* [To do] Copy the data word for word, keeping every line.

* [Data supplied]
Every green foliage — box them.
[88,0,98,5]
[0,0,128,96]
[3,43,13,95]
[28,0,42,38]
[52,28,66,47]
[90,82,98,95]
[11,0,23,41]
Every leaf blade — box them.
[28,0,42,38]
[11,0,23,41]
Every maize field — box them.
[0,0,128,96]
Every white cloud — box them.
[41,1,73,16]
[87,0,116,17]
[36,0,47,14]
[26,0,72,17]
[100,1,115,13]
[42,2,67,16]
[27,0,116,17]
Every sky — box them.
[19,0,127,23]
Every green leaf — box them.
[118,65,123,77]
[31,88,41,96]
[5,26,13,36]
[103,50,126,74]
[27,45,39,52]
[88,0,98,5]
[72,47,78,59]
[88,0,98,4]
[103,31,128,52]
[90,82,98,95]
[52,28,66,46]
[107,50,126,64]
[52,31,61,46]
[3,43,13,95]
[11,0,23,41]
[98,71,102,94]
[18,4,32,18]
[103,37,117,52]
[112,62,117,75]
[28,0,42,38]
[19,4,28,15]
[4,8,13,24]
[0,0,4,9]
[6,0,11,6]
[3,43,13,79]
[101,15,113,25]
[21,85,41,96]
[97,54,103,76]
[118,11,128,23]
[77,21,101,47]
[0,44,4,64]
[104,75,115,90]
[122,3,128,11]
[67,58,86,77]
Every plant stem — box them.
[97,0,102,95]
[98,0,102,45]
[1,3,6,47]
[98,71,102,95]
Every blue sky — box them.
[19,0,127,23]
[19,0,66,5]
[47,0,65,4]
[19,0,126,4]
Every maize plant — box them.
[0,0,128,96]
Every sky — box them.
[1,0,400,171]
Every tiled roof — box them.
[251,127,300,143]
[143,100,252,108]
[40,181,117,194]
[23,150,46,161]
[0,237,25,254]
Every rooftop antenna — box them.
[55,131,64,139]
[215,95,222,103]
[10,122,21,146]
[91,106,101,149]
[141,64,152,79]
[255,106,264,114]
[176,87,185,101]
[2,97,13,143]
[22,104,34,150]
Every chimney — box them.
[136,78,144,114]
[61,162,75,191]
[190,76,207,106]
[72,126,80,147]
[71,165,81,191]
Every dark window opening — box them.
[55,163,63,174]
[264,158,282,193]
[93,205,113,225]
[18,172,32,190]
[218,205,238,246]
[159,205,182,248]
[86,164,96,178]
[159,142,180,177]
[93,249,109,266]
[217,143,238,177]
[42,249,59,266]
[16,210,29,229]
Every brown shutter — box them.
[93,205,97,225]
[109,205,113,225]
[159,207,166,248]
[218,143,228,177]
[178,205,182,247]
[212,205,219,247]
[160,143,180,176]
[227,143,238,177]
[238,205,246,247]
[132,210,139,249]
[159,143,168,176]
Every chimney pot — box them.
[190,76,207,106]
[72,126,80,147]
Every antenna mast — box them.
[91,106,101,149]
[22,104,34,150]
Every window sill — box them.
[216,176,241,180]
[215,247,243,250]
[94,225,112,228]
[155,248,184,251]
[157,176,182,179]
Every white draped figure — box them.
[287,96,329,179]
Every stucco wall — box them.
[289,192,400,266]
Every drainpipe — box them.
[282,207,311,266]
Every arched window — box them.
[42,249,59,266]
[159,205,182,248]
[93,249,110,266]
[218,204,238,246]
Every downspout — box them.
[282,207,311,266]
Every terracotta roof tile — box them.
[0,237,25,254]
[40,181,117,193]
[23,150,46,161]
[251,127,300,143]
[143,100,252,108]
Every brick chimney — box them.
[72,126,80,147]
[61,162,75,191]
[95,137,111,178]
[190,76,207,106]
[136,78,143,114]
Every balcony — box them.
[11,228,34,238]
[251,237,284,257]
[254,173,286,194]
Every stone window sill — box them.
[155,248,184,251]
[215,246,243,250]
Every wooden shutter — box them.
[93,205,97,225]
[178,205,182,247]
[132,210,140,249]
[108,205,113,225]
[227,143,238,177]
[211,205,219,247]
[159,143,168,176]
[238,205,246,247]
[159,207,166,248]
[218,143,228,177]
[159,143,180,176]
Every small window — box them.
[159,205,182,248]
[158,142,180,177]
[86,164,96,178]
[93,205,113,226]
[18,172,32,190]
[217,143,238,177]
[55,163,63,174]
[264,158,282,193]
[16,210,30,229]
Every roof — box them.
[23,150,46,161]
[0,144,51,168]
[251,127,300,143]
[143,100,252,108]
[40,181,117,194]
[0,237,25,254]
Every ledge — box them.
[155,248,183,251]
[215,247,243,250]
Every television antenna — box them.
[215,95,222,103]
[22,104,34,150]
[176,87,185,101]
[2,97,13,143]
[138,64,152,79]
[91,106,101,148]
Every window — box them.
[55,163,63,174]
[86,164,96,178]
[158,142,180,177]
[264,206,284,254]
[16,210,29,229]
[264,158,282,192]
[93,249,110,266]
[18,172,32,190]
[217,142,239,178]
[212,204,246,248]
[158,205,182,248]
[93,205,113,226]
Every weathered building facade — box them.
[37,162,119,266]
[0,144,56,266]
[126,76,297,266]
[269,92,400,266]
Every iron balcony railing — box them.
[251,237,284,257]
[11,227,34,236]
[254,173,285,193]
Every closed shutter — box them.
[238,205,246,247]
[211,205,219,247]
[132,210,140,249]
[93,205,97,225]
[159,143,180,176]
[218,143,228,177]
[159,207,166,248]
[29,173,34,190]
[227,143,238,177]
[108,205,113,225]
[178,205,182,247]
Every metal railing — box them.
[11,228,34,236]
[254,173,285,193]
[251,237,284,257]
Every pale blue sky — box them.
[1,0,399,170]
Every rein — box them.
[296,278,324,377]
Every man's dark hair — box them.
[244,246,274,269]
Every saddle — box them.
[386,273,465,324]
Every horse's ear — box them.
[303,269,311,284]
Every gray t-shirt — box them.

* [Solution to this problem]
Every green foliage — box them.
[88,0,98,5]
[0,0,128,96]
[3,43,13,95]
[28,0,42,38]
[52,28,66,47]
[90,82,98,95]
[11,0,23,41]
Every leaf blade — box them.
[28,0,42,38]
[11,0,23,41]
Every maize field — box them.
[0,0,128,96]
Every white cloud — box them.
[41,1,73,16]
[87,0,116,17]
[36,0,47,14]
[26,0,72,17]
[100,1,115,13]
[42,2,67,16]
[27,0,116,17]
Every sky — box them.
[19,0,127,23]
Every green leaf — box them.
[118,65,123,77]
[31,88,41,96]
[5,26,13,36]
[103,50,126,74]
[27,45,39,52]
[88,0,98,5]
[72,47,78,59]
[88,0,98,4]
[103,31,128,52]
[90,82,98,95]
[52,28,66,46]
[107,50,126,64]
[52,31,61,46]
[3,43,13,95]
[11,0,23,41]
[98,71,102,94]
[18,4,32,18]
[103,37,117,52]
[112,62,117,75]
[28,0,42,38]
[19,4,28,15]
[4,8,13,24]
[0,0,4,9]
[6,0,11,6]
[3,43,13,79]
[101,15,113,25]
[21,85,41,96]
[97,54,103,76]
[118,11,128,23]
[77,21,101,47]
[0,44,4,64]
[104,75,115,90]
[122,3,128,11]
[67,58,86,77]
Every plant stem — box them.
[97,0,102,95]
[98,0,102,45]
[1,3,6,47]
[98,71,102,95]
Every blue sky — box them.
[19,0,127,23]
[19,0,66,5]
[47,0,65,4]
[19,0,126,4]
Every maize plant — box them.
[0,0,128,96]
Every sky — box them.
[1,0,400,171]
Every tiled roof — box them.
[251,127,300,143]
[143,100,252,108]
[40,181,117,194]
[23,150,46,161]
[0,237,25,254]
Every rooftop antenna — box them.
[55,131,64,139]
[215,95,222,103]
[10,122,21,146]
[91,106,101,149]
[141,64,152,79]
[255,106,264,114]
[176,87,185,101]
[2,97,13,143]
[22,104,34,150]
Every chimney — box them.
[136,78,144,114]
[61,162,75,191]
[190,76,207,106]
[72,126,80,147]
[71,165,81,191]
Every dark window opening — box them.
[55,163,63,174]
[264,158,282,193]
[93,205,113,225]
[18,172,32,190]
[218,205,238,246]
[159,205,182,248]
[86,164,96,178]
[159,142,180,177]
[93,249,109,266]
[217,143,238,177]
[42,249,59,266]
[16,210,29,229]
Every brown shutter — box them.
[93,205,97,225]
[109,205,113,225]
[159,207,166,248]
[218,143,228,177]
[178,205,182,247]
[212,205,219,247]
[160,143,180,176]
[227,143,238,177]
[238,205,246,247]
[132,210,139,249]
[159,143,168,176]
Every chimney pot — box them.
[190,76,207,106]
[72,126,80,147]
Every antenna mast — box them.
[91,106,101,149]
[22,104,34,150]
Every window sill — box them.
[216,176,241,180]
[215,247,243,250]
[94,225,112,228]
[155,248,184,251]
[157,176,182,179]
Every white draped figure — box them.
[287,96,329,179]
Every stucco wall — box them.
[289,192,400,266]
Every drainpipe — box them.
[282,207,311,266]
Every arched window — box them.
[42,249,59,266]
[159,205,182,248]
[93,249,110,266]
[218,204,238,246]
Every downspout — box them.
[282,207,311,266]
Every terracotta roof tile — box them.
[0,237,25,254]
[40,181,117,193]
[23,150,46,161]
[251,127,300,143]
[143,100,252,108]
Every brick chimney — box them.
[72,126,80,147]
[61,162,75,191]
[95,137,111,178]
[190,76,207,106]
[136,78,143,114]
Every balcony — box them.
[11,228,34,238]
[251,237,284,257]
[254,173,286,194]
Every stone window sill — box them.
[155,248,184,251]
[215,246,243,250]
Every wooden shutter — box them.
[93,205,97,225]
[178,205,182,247]
[132,210,140,249]
[108,205,113,225]
[227,143,238,177]
[211,205,219,247]
[159,143,168,176]
[238,205,246,247]
[159,207,166,248]
[218,143,228,177]
[159,143,180,176]
Every small window — box them.
[159,205,182,248]
[158,142,180,177]
[86,164,96,178]
[93,205,113,226]
[18,172,32,190]
[217,143,238,177]
[55,163,63,174]
[264,158,282,193]
[16,210,30,229]
Every roof — box them.
[23,150,46,161]
[0,144,51,168]
[251,127,300,143]
[143,100,252,108]
[40,181,117,194]
[0,237,25,254]
Every ledge — box them.
[155,248,183,251]
[215,247,243,250]
Every television antenna — box them.
[215,95,222,103]
[22,104,34,150]
[176,87,185,101]
[2,97,13,143]
[138,64,152,79]
[91,106,101,148]
Every window — box them.
[55,163,63,174]
[86,164,96,178]
[158,142,180,177]
[264,206,284,254]
[16,210,29,229]
[264,158,282,192]
[93,249,110,266]
[18,172,32,190]
[217,142,239,178]
[212,204,246,248]
[158,205,182,248]
[93,205,113,226]
Every weathered building facade — box them.
[37,162,119,266]
[0,144,56,266]
[126,76,297,266]
[269,92,400,266]
Every iron balcony railing — box them.
[251,237,284,257]
[11,227,34,236]
[254,173,285,193]
Every closed shutter — box them.
[238,205,246,247]
[211,205,219,247]
[132,210,140,249]
[93,205,97,225]
[159,143,180,176]
[218,143,228,177]
[159,207,166,248]
[29,173,34,190]
[227,143,238,177]
[108,205,113,225]
[178,205,182,247]
Every metal railing — box them.
[11,228,34,236]
[254,173,285,193]
[251,237,284,257]
Every pale blue sky — box them.
[1,0,399,170]
Every rein — box them.
[296,278,324,377]
Every man's dark hair — box them.
[244,246,274,269]
Every saddle — box them.
[386,273,465,324]
Every horse's ear — box them.
[303,269,311,284]
Every gray t-shirt — box them.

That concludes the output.